Set problem
Please print all of the material below, word for word.
━━━━
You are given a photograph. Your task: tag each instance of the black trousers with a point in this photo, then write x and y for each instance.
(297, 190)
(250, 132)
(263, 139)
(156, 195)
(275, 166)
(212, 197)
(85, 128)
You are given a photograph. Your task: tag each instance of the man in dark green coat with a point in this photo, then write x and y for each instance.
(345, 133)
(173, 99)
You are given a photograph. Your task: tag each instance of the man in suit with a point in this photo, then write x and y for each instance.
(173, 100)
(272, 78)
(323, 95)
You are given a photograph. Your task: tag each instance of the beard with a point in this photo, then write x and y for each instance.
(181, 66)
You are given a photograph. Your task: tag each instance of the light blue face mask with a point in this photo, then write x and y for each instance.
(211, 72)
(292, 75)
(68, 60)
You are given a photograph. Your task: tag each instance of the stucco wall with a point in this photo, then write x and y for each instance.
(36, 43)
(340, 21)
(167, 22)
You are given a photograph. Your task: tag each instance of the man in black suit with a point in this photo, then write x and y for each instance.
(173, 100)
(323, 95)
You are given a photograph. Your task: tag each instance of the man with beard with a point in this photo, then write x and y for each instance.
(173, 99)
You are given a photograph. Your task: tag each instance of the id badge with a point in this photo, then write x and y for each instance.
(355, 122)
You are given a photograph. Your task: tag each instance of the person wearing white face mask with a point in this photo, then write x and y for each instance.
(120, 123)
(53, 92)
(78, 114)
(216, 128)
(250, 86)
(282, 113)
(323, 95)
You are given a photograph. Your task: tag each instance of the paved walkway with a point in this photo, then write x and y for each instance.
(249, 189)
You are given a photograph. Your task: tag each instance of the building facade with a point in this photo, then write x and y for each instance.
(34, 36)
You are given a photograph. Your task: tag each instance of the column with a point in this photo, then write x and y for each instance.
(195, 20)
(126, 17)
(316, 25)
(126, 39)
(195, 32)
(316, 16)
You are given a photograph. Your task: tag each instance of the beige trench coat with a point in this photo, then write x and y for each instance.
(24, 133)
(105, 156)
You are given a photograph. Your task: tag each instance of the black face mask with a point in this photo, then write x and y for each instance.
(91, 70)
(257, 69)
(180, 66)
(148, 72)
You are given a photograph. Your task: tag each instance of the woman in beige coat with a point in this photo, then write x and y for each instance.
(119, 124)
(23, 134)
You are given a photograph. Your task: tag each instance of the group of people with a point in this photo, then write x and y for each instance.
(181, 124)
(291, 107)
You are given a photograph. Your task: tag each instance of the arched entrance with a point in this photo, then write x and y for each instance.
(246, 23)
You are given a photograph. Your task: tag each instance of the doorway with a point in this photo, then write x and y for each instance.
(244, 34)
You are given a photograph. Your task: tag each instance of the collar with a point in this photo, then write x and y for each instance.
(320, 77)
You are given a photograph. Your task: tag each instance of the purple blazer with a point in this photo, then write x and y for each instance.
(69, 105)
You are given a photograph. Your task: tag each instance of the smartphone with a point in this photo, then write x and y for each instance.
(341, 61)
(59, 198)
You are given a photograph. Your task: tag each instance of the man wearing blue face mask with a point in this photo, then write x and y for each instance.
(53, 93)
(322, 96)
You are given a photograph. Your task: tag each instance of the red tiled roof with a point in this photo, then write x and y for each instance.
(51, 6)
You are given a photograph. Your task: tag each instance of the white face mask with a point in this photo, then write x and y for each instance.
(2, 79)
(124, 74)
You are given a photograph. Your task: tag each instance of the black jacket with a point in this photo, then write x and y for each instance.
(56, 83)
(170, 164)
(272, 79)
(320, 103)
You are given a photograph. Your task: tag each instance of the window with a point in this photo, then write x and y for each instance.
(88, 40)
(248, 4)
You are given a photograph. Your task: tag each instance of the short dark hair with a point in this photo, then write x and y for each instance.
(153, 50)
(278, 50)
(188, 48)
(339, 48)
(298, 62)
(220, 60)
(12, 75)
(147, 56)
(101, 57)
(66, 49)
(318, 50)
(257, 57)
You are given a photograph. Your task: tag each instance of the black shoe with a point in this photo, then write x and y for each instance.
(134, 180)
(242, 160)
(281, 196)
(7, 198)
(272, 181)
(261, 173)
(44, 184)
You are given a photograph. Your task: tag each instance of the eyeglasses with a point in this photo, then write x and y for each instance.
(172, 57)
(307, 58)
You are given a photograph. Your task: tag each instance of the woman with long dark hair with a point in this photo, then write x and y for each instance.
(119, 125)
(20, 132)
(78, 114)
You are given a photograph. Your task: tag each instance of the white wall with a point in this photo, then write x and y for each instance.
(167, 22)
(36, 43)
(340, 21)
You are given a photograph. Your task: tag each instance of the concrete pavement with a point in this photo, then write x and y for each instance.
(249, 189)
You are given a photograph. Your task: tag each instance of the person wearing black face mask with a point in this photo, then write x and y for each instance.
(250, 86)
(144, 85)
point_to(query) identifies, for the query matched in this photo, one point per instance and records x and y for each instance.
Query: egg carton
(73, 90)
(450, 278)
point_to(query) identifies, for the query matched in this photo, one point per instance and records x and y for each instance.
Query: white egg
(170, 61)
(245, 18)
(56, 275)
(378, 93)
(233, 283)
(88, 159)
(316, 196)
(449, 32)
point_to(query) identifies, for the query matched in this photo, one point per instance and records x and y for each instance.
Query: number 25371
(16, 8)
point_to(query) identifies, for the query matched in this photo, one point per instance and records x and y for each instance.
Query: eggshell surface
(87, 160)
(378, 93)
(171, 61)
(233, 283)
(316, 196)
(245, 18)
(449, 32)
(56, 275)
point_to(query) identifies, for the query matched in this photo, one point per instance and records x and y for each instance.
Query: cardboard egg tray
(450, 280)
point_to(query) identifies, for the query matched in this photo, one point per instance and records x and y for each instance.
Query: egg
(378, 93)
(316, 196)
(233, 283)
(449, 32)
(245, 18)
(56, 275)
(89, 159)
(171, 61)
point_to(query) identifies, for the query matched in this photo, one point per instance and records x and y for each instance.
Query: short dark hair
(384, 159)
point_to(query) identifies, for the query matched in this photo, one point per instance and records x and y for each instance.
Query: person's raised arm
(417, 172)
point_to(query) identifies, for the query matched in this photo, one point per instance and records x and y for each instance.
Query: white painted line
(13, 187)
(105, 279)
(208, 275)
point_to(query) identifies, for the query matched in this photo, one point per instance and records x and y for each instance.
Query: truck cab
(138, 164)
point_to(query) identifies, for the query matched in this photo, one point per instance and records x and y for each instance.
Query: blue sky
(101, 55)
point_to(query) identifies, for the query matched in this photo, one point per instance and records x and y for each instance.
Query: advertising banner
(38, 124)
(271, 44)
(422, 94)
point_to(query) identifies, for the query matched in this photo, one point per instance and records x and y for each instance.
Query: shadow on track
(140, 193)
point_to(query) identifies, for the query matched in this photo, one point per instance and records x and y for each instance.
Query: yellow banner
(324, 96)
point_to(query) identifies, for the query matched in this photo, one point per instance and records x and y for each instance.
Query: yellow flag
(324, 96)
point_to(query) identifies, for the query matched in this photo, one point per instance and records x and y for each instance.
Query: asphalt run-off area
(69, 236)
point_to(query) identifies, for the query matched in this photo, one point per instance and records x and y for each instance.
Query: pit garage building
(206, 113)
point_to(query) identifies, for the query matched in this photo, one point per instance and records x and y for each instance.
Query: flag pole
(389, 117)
━━━━
Output of the exercise
You are given a photograph. Your task: tag each instance of the black trousers with a point in this photo, then write x and y for each instance.
(297, 190)
(250, 132)
(263, 139)
(156, 195)
(275, 166)
(212, 197)
(85, 128)
You are given a photograph. Your task: tag each instance of the man in dark green coat with a point in this photo, then write x and y for each instance.
(345, 133)
(173, 99)
You are given a photograph. Your task: tag each instance of the man in suit with a point in this photo, then write x and y for each instance.
(173, 100)
(272, 78)
(323, 95)
You are given a photograph. Your task: tag each instance of the beard with a point in this photo, then write x and y for each instance.
(181, 66)
You are given a photograph. Your task: tag each instance of the light blue face mask with a point in this photo, then write x and y for each instance.
(211, 72)
(292, 75)
(68, 60)
You are given a photograph. Your task: tag each instance of the stucco wall with a point in this photo, then write x and y for each instance.
(36, 43)
(340, 21)
(167, 22)
You are given a photograph. Your task: tag each instance of the man in black suit with a point in this photo, then write x and y for each instance.
(173, 100)
(323, 95)
You are given a photograph. Your task: tag each instance of the man with beard with a point in this photo, then write x and y for each instance.
(173, 99)
You are given a photograph. Your task: tag each instance of the id badge with a point in this photo, then write x and y for each instance.
(355, 122)
You are given a photograph. Your task: tag each instance of the person wearing white face mask with a point in this photo, then write x and y for each instance.
(120, 123)
(53, 92)
(78, 114)
(216, 128)
(250, 86)
(282, 113)
(323, 95)
You are given a photograph. Your task: tag each instance of the paved walkway with a point in this photo, then write x and y for each instance.
(249, 189)
You are given a photograph. Your task: tag each instance of the building facade with a point in this photo, then write x and y for each instance.
(34, 36)
You are given a photograph. Your task: tag each instance of the column with a point in this photo, then write x and y for each instance.
(195, 20)
(126, 17)
(316, 25)
(126, 39)
(195, 32)
(316, 16)
You are given a photograph. Your task: tag each instance of the beige trench coat with a point in this photo, then write x and y for each instance.
(24, 133)
(105, 156)
You are given a photograph. Your task: tag each instance of the black face mask with a point in this photo, then write x and y for each instance.
(91, 70)
(257, 69)
(180, 66)
(148, 72)
You are given a photograph. Your task: tag each instance of the woman in beige coat with a point in this photo, then write x and y for each instance.
(119, 124)
(23, 134)
You are given a photograph. Your task: tag each instance of the group of people with a point in this photo, then write x and y for each instance.
(181, 124)
(291, 107)
You are given a photograph. Your task: tag each instance of the arched entrance with a point in this photo, then write x and y for each instance.
(246, 23)
You are given a photograph. Your task: tag each instance of the doorway with a point in this photo, then write x and y for each instance.
(244, 34)
You are given a photograph. Your task: tag each instance of the collar with a point in this photo, then write x and y for each instance.
(320, 77)
You are given a photograph. Your task: tag each instance of the purple blazer with a point in this photo, then write x and y for each instance.
(69, 105)
You are given a photograph. Your task: tag each instance of the smartphone with a point in this photo, then write x and y for each instance.
(341, 61)
(59, 198)
You are given a photograph. Your task: tag each instance of the man wearing blue face mask with a point in this photo, then write x and y for each instance.
(53, 93)
(322, 96)
You are given a photograph. Your task: tag each instance of the red tiled roof with a point in this photo, then write x and y for each instance.
(51, 6)
You are given a photograph. Your task: tag each instance of the white face mask with a point in this photo, then write x and y for each instance.
(2, 79)
(124, 74)
You are given a photograph. Your task: tag each instance of the black jacket with a point in this photo, then write x and y for each instance.
(56, 83)
(170, 164)
(272, 79)
(320, 103)
You are given a photograph. Your task: tag each instance of the window with a point in this photo, then write x and y for each instance.
(88, 40)
(248, 4)
You are given a photograph. Your task: tag each instance of the short dark hair with a point in this photo, then write x and y for each instance.
(153, 50)
(278, 50)
(188, 48)
(339, 48)
(298, 62)
(220, 60)
(12, 75)
(147, 56)
(101, 57)
(66, 49)
(318, 50)
(257, 57)
You are given a photograph. Your task: tag each instance of the black shoe with a point in this photo, then write x and y for each instance.
(134, 180)
(242, 160)
(281, 196)
(7, 198)
(272, 181)
(261, 173)
(44, 184)
You are given a photograph. Your task: tag each instance of the eyeglasses with a point in this photo, then write x and y for each instance.
(172, 57)
(307, 58)
You are given a photograph. Your task: tag each instance of the woman with long dark hair with a point in this photo, then write x and y for each instance.
(119, 125)
(20, 132)
(78, 114)
You are given a photograph. Your task: tag each instance of the white wall with a point in this photo, then write x and y for each instance.
(167, 22)
(36, 43)
(340, 21)
You are given a photograph. Your task: tag each instance of the concrete pavement with a point in this photo, then write x and y for each instance.
(249, 189)
You are given a photograph. Your task: tag each instance of the person wearing black face mask with a point in this photo, then write x and y for each instance.
(250, 86)
(144, 85)
point_to(query) identifies, for the query matched in this photo, one point per instance and records x and y for each instance.
Query: egg carton
(73, 90)
(450, 278)
point_to(query) identifies, for the query matched in this photo, one point per instance and records x and y for each instance.
Query: white egg
(170, 61)
(245, 18)
(56, 275)
(378, 93)
(233, 283)
(88, 159)
(316, 196)
(449, 32)
point_to(query) identifies, for the query matched in this photo, one point per instance and records x and y for each instance.
Query: number 25371
(16, 8)
point_to(query) identifies, for the query matched in this photo, one point per instance and records x and y for each instance.
Query: eggshell surface
(87, 160)
(378, 93)
(171, 61)
(233, 283)
(316, 196)
(245, 18)
(449, 32)
(56, 275)
point_to(query) identifies, for the query matched in this photo, one point per instance and records x and y for each instance.
Query: cardboard egg tray
(450, 280)
point_to(query) identifies, for the query matched in this photo, one point per instance and records x and y for each instance.
Query: egg
(378, 93)
(316, 196)
(233, 283)
(449, 32)
(245, 18)
(56, 275)
(89, 159)
(171, 61)
point_to(query) identifies, for the query matched in this photo, one point per instance and records x and y for each instance.
Query: short dark hair
(384, 159)
point_to(query) identifies, for the query matched in this photo, one point per instance and records x and y for each instance.
Query: person's raised arm
(417, 172)
point_to(query) identifies, for the query matched in this photo, one point per instance and records x and y for each instance.
Query: white painted line
(13, 187)
(105, 279)
(208, 275)
point_to(query) identifies, for the query matched in this photo, one point per instance and records x and y for each instance.
Query: truck cab
(138, 164)
point_to(query) identifies, for the query matched in this photo, one point per instance and records x and y for each instance.
Query: blue sky
(101, 55)
point_to(query) identifies, for the query matched in this photo, one point per instance and records x and y for each instance.
Query: advertising banner
(38, 124)
(271, 44)
(422, 94)
point_to(query) identifies, for the query matched in this photo, one point per instance and records x and y for each instance.
Query: shadow on track
(140, 193)
point_to(query) identifies, for the query matched in this photo, one point per instance and records x and y for each instance.
Query: yellow banner
(324, 96)
point_to(query) identifies, for the query matched in this photo, one point per instance and records x and y for each instance.
Query: yellow flag
(324, 96)
point_to(query) identifies, for the query matched in this photo, one point per instance and records x and y for each instance.
Query: asphalt run-off area
(69, 236)
point_to(query) identifies, for the query matched in this photo, one point per instance and records x and y for each instance.
Query: pit garage building
(206, 113)
point_to(query) identifies, for the query matched in this photo, one point per instance and records x and y for each instance.
Query: flag pole
(389, 117)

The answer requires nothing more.